UNCW Researchers Participate in International Marine Mammal Project

Thursday, January 24, 2019

UNCW researchers are exploring ocean waters off the coast of North and South Carolina in an effort to analyze protection options for marine mammals.
William McLellan, a research associate in the Department of Biology and Marine Biology, and marine biology graduate student Laura Murley are among a group of scientists selected to take part in the Marine Mammal Passive Acoustics and Spatial Ecology Project (MAPS). The first of its type in the region, MAPS focuses on offshore and relatively difficult to detect species, including sperm, beaked and sei whales. As a part of the project, scientists will study the animals’ distribution, behavior and habits.
On Jan. 17, Murley and McLellan, joining scientists and students from Duke University, embarked on the first leg of a research cruise on the RV Song of the Whale, a vessel designed for cetacean visual and acoustic surveys. The RV Song of the Whale is run by a research partner, Marine Conservation Research International.
The research area is within the U.S. Outer Continental Shelf, which hosts some of the highest diversity of marine mammals within U.S. waters. Data collected will be used for smart ocean planning and to strengthen efforts to avoid or limit the impacts these species might experience from human activities like energy resource development. MAPS’ goals include creating a more efficient regulatory process.

What this exercise asks:
[1] In the marine mammal project article, what is the name of the vessel that Murley and McLellan boarded on Jan. 17?
[2] Resume the marine mammal project article after its final sentence.
The items aren't needed for this work.

Information supplied:
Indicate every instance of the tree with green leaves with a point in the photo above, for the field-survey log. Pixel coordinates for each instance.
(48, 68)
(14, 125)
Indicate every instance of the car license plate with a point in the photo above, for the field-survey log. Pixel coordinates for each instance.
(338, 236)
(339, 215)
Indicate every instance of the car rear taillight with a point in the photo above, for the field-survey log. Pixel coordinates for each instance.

Responses for each task:
[1] The RV Song of the Whale.

[2]
Biologists and marine biologists will work with the North Carolina Aquarium at Fort Fisher and UNCW MarineQuest to develop outreach and education materials about the science being conducted during the research cruise. MAPS is also working with scientists, leading high-tech developers and citizen science experts from Aarhus University, a public research university located in Aarhus, Denmark; Conserve.IO; and WildMe to create an app to provide vital data and better engage the maritime industry.
This project is funded by Bureau of Ocean Energy Management as a cooperative agreement with UNCW.
-- Venita Jenkins

Graduate student Laura Murley

Marine biology graduate student Laura Murley (sitting) learns about passive acoustic monitoring and data recording methods on the RV Song of the Whale. Standing is Elle Heywood (Duke University) and teaching is Oliver Boisseau, a lead scientist of the RV Song of the Whale.